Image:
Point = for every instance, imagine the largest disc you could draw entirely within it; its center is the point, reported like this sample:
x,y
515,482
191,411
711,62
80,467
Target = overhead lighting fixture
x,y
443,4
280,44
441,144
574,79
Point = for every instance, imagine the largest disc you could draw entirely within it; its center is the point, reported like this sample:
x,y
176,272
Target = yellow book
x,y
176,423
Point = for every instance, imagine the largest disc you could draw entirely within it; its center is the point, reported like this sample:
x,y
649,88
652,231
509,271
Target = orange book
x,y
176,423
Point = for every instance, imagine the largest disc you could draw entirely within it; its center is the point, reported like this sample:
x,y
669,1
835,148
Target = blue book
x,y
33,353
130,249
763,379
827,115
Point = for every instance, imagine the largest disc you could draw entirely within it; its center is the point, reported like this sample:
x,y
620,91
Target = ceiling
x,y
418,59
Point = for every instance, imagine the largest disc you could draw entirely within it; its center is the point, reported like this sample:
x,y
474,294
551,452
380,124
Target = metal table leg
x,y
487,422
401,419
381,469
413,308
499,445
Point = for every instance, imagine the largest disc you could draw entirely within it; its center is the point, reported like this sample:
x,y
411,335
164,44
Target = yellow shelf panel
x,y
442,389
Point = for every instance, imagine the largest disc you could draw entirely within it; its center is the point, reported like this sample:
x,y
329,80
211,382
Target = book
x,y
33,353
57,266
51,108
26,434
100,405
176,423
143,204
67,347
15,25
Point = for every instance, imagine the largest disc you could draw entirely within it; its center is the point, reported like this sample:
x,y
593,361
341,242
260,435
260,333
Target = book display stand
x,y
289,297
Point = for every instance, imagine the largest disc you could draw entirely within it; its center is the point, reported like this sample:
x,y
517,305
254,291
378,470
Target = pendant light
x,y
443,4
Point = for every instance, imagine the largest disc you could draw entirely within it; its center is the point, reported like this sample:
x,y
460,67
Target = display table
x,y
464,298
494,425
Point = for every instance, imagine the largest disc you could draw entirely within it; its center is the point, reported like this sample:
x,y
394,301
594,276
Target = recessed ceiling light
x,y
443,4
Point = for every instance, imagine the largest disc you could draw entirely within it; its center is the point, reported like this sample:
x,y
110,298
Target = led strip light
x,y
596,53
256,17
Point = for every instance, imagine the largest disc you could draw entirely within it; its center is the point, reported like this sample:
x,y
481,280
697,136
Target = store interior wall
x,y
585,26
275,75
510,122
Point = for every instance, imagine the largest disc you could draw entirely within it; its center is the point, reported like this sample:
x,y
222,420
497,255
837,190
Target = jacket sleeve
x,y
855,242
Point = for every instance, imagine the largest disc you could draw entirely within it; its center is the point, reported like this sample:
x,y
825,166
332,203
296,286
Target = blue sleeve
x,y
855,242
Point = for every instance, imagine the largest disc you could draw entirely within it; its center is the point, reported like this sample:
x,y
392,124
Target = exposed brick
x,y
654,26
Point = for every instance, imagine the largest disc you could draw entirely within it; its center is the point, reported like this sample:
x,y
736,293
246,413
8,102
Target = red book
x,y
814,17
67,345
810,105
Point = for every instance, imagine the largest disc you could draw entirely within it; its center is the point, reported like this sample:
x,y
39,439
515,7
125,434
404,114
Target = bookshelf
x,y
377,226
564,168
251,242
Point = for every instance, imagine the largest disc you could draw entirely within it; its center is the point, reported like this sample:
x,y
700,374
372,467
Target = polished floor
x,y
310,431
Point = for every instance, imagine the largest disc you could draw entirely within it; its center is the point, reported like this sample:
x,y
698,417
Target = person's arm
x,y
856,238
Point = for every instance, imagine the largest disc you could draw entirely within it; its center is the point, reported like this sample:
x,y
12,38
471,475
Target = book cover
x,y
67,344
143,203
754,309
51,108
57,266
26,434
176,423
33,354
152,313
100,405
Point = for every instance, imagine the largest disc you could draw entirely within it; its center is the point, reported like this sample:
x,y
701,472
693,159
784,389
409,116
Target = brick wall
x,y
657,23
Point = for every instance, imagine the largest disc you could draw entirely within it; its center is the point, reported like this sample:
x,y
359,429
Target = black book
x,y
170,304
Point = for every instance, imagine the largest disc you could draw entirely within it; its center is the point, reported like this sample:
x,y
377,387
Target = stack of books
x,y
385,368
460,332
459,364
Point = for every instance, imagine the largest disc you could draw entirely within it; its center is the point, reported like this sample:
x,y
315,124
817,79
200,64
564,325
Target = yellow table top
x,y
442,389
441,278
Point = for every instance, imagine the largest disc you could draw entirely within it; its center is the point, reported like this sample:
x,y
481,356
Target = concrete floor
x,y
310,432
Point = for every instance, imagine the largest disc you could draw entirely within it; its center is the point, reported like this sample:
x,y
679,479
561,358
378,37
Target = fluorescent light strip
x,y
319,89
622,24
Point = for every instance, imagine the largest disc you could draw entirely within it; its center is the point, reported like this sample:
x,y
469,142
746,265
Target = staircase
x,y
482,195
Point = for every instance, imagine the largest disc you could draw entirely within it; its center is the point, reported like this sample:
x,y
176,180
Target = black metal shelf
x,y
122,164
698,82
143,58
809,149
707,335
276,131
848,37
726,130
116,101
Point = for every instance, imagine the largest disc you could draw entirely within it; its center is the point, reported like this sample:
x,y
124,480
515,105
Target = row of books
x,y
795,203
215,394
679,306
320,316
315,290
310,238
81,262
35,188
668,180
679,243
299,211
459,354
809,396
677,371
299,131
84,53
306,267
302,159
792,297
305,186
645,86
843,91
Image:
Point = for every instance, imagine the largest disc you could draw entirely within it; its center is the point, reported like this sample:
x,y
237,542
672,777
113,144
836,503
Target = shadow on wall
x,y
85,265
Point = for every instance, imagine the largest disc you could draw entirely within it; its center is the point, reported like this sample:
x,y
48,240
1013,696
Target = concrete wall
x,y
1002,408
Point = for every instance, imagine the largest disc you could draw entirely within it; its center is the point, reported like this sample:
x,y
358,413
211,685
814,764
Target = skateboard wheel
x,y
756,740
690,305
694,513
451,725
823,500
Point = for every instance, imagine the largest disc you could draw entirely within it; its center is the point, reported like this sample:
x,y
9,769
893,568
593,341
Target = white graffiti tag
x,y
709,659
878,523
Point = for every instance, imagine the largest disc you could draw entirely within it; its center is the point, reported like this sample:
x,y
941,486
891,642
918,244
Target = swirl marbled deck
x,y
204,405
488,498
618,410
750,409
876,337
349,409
============
== THE EXERCISE ==
Extract, word for word, each line of the listing above.

== PROBLEM SOLUTION ==
Image:
Point = for every instance, imagine the largest disc you could draw entirely within it; its center is the point, reported like this sample:
x,y
515,482
191,411
711,62
80,467
Target = overhead lighting fixture
x,y
443,4
280,44
441,144
574,79
Point = for every instance, imagine the largest disc you could draw entirely within it; its center is the point, reported like this sample:
x,y
176,272
Target = yellow book
x,y
176,423
Point = for every instance, imagine the largest disc you could draw entirely within it; its center is the point, reported like this sample:
x,y
649,88
652,231
509,271
Target = orange book
x,y
176,423
Point = for every instance, imagine the largest disc you could draw entirely within it; its center is the point, reported like this sample:
x,y
669,1
835,148
Target = blue book
x,y
33,353
130,249
763,379
827,115
Point = for every instance, imagine the largest disc you could draw entirely within it; its center is the point, reported like this sample:
x,y
620,91
Target = ceiling
x,y
418,59
Point = for every instance, imagine the largest disc you could draw entirely within it; its center is the point, reported like this sample:
x,y
474,294
551,452
380,124
Target = metal table leg
x,y
487,422
401,419
381,469
413,308
499,445
Point = for every instance, imagine the largest disc you could draw entirely within it; its center is the point, reported like this sample:
x,y
411,335
164,44
Target = yellow shelf panel
x,y
442,389
Point = for every instance, imagine the largest disc you could draw entirely within it; its center is the point, reported like this sample:
x,y
329,80
211,382
Target = book
x,y
33,353
57,266
51,108
26,434
100,405
176,423
143,204
67,347
15,25
Point = for every instance, imagine the largest disc you could draw entirely within it; its center is the point, reported like this sample:
x,y
593,361
341,242
260,435
260,333
Target = book display stand
x,y
289,297
Point = for every instance, imagine the largest disc you could draw entirely within it; its center is the point, reported like this sample:
x,y
517,305
254,291
378,470
Target = pendant light
x,y
443,4
Point = for every instance, imagine the largest disc you could draw entirely within it; its center is the point, reported like this sample:
x,y
460,67
Target = display table
x,y
464,298
494,425
Point = for every instance, imagine the largest disc you could draw entirely within it; its center is the point, reported like this sample:
x,y
394,301
594,276
Target = recessed ceiling light
x,y
443,4
Point = for every instance, imagine the largest disc you could draw entirely within it; its center is the point, reported like this sample:
x,y
110,298
Target = led strip light
x,y
596,53
256,17
Point = for every instance, imagine the largest disc you could draw entirely within it; its center is the point, reported like this sample:
x,y
481,280
697,136
Target = store interior wall
x,y
585,26
275,75
510,122
Point = for every instance, imagine the largest disc you could draw entirely within it; its center is the point, reported like this sample:
x,y
222,420
497,255
837,190
Target = jacket sleeve
x,y
855,242
Point = for every instance, imagine the largest disc you could draw entirely within it; its center is the point, reported like this sample:
x,y
825,166
332,203
296,286
Target = blue sleeve
x,y
855,242
Point = for every instance, imagine the largest disc you could draw entirely within it; its center is the point, reported like this sample:
x,y
392,124
Target = exposed brick
x,y
654,26
Point = for every instance, imagine the largest disc you could draw entirely within it; its center is the point, reported like this sample:
x,y
736,293
246,413
8,102
Target = red book
x,y
814,17
67,345
810,105
Point = for every instance, imagine the largest disc you could draw entirely within it; its center is the point, reported like this sample:
x,y
39,439
515,7
125,434
404,114
Target = bookshelf
x,y
377,226
564,168
251,242
Point = for every instance, imagine the largest disc you could draw entirely within it; its center is the point, reported like this sample:
x,y
700,374
372,467
Target = polished floor
x,y
310,431
Point = for every instance, imagine the largest disc you could draw entirely within it; its center is the point, reported like this sample:
x,y
698,417
Target = person's arm
x,y
856,238
Point = for every instance, imagine the largest disc you could draw entirely within it; its center is the point, reported like this sample:
x,y
12,38
471,475
Target = book cover
x,y
67,344
143,203
754,309
51,108
57,266
26,434
176,423
33,354
152,313
100,405
Point = for every instance, imagine the largest disc you could draw entirely within it; its center is the point, reported like this sample:
x,y
701,472
693,159
784,389
409,116
Target = brick wall
x,y
657,23
Point = for every instance, imagine the largest disc you could draw entirely within it; its center is the point, reported like this sample:
x,y
359,429
Target = black book
x,y
170,304
Point = for every instance, imagine the largest disc you could draw entirely within it; its center is the point, reported like this sample:
x,y
377,387
Target = stack of books
x,y
385,368
460,332
459,364
Point = for every instance, imagine the largest disc you could draw entirely within it; its center is the point, reported like this sample:
x,y
315,124
817,79
200,64
564,325
Target = yellow table top
x,y
442,389
441,278
Point = for every instance, imagine the largest disc you could draw entirely within it; its center is the point, reported like this sample:
x,y
481,356
Target = concrete floor
x,y
310,432
Point = for every instance, imagine the largest disc you could draw entirely within it; its center is the point, reported like this sample:
x,y
679,479
561,358
378,37
Target = fluorescent light strip
x,y
319,89
622,24
Point = for every instance, imagine the largest disc you could draw entirely within it; its center is the point, reported like this sample:
x,y
469,142
746,265
Target = staircase
x,y
482,195
Point = for every instance, imagine the largest disc you could draw entirely within it; its center is the point, reported like this sample:
x,y
176,180
Target = black metal shelf
x,y
122,164
698,82
143,58
809,149
707,335
276,131
848,37
726,130
116,101
Point = for every instance, imagine the largest disc you could draw entirely within it; its center is the point, reported like this sample:
x,y
124,480
515,105
Target = row of books
x,y
795,203
215,394
679,306
320,316
315,290
310,238
81,262
35,188
668,180
679,243
299,211
459,354
809,396
677,371
299,131
84,53
306,267
302,159
792,297
305,186
645,86
843,91
Image:
Point = for every instance, imagine the largest disc you could draw entirely within it; its center is the point, reported like this sample:
x,y
237,542
672,777
113,144
836,503
Target = shadow on wall
x,y
85,265
Point = for every instance, imagine the largest disc you could draw entirely within it; its center is the point, reported like this sample:
x,y
48,240
1013,696
Target = concrete wall
x,y
1002,408
Point = for every instance, imagine the largest disc you could draw entirely within it; its center is the point, reported like this sample:
x,y
358,413
211,685
814,764
Target = skateboard wheel
x,y
756,740
690,305
694,513
451,725
823,500
Point = for every instance, imagine the largest disc you could draw entirely within it; its center is the point, reported like this sample:
x,y
9,769
893,568
593,341
Target = white graffiti tag
x,y
709,659
878,523
Point = for every instance, imagine the largest disc you could draw entirely within it; its center is the point, reported like this sample:
x,y
941,486
891,642
918,244
Target = swirl marbled deck
x,y
204,405
488,498
618,410
750,409
876,337
349,409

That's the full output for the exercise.